> Problems and tasks:
1 > From the passage on pregnancy in lupus nephritis, reproduce word for word the span starting with "Proteinuria became significant" and going on through "glomerulonephritis (table 3).".
2 > In the passage on pregnancy in lupus nephritis, identify every factor that other series reported as an indicator or predictor of fetal outcome or fetal loss.

Proteinuria became significant in one third of our patients and renal function worsened in 3%. Pre-eclampsia occurred in 16% of the pregnancies, more frequently when the pregnancy was unplanned, and led to rapid induced delivery, generally by caesarean section. No prolonged antihypertensive treatment was indicated. These renal anomalies were transient. Previous reports have shown a worsening of renal function in 11–27% of cases (table 3). This risk paralleled SLE activity: in the study of Hayslett and Lynn20 it was 10% when SLE was in remission at pregnancy onset, and it increased to 33% when SLE appeared during pregnancy. For SLE diagnosed before pregnancy, the risk of permanent renal deterioration seems low according to Oviasuet al 18 and Julkunenet al,19 but it should be noted that the latter included few cases of diffuse proliferative glomerulonephritis (table 3).
FETAL PROGNOSIS
We observed a live birth rate of 75%. Previous reports have shown live birth rates ranging between 58 and 84% (table 2). However, the number of cases studied, the selection of data—including or not pregnancies occurring in active SLE, or SLE developing in the postpartum period, and the differential use of therapeutic abortions make comparisons difficult. In our series, after exclusion of embryonic losses, fetal survival rate in planned pregnancies was 92%, which is close to that observed in the French population and our global population of SLE planned pregnancies.3 In the series of Julkunen et al, including only inactive SLE at pregnancy onset, the live birth rate was 95.6%, but two therapeutic abortions had been performed.19 In the study of Hayslett and Lynn, 31 pregnancies occurred in women with inactive SLE, with seven therapeutic and three spontaneous abortions.20 In the series of Jungers et al, all pregnancies occurring in women with inactive SLE ended in live births, but this concerned only 11 pregnancies.22 Oviasuet al, including only women with inactive SLE, observed eight spontaneous abortions and one stillbirth among 47 pregnancies in SLE with previous nephritis.18 In these three studies the abortion date was not precisely known.
In our series, no criterion appeared to be a statistically significant indicator for fetal survival. SLE activity, hypertension, and the presence of APS were not indicators, but few patients had either of these manifestations. Major indicators of fetal outcome emerging in a series studying pregnancy outcome in SLE nephritis were SLE activity at pregnancy onset,20 ,22 severity of maternal renal disease,21 ,27 the presence of hypertension27or lupus anticoagulant,28 even if these criteria did not reach statistical significance in all series. Active renal disease was also a predictor of fetal loss.21 ,27
In conclusion, pregnancy need not be discouraged in women with SLE nephritis with normal or mildly impaired renal function. Deterioration of renal function rarely occurs when serum creatinine is below 100 μmol/l. However, these pregnancies are at high risk of pre-eclampsia and prematurity.

> Stored data:
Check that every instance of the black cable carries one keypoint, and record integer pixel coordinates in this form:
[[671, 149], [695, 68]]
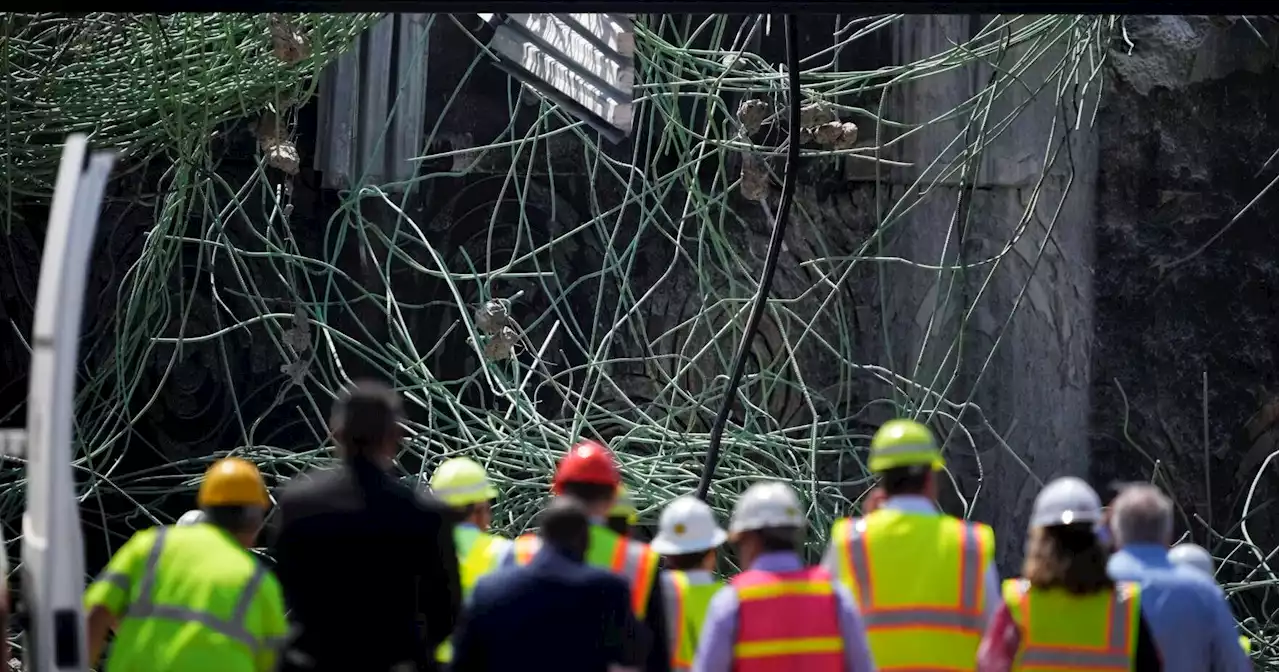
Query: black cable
[[771, 257]]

> Answers by item number:
1 >
Proteinuria became significant in one third of our patients and renal function worsened in 3%. Pre-eclampsia occurred in 16% of the pregnancies, more frequently when the pregnancy was unplanned, and led to rapid induced delivery, generally by caesarean section. No prolonged antihypertensive treatment was indicated. These renal anomalies were transient. Previous reports have shown a worsening of renal function in 11–27% of cases (table 3). This risk paralleled SLE activity: in the study of Hayslett and Lynn20 it was 10% when SLE was in remission at pregnancy onset, and it increased to 33% when SLE appeared during pregnancy. For SLE diagnosed before pregnancy, the risk of permanent renal deterioration seems low according to Oviasuet al 18 and Julkunenet al,19 but it should be noted that the latter included few cases of diffuse proliferative glomerulonephritis (table 3).

2 >
- SLE activity at pregnancy onset
- Severity of maternal renal disease
- Presence of hypertension
- Lupus anticoagulant
- Active renal disease